▸ WORK REQUIRED: Bring together copies of the lines in the data below that contain the word "floor".

*** EXTRACTED DATA Section Begins ***

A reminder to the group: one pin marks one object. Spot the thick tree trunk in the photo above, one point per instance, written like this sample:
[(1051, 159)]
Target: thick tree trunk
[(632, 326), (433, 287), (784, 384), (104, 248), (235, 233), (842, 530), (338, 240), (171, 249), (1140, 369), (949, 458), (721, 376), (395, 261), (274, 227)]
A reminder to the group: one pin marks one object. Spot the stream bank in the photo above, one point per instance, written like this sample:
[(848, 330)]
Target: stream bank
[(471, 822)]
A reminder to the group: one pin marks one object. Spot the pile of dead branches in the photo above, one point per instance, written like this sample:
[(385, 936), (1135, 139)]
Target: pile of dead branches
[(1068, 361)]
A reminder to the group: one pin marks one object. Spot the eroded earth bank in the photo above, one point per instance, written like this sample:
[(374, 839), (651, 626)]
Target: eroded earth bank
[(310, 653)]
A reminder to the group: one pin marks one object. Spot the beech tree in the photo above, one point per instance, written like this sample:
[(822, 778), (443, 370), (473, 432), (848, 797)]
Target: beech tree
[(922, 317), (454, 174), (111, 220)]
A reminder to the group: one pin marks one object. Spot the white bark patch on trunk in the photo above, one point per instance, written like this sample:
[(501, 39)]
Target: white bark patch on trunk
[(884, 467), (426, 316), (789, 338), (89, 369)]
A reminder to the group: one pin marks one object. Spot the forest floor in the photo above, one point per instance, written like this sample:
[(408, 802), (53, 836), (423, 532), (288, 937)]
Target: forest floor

*** EXTRACTED DATA Section Ends ***

▸ ANSWER AREA:
A reminder to the group: one pin marks one object. Spot the forest floor in the photo above, one point per instance, written like this sample:
Target: forest floor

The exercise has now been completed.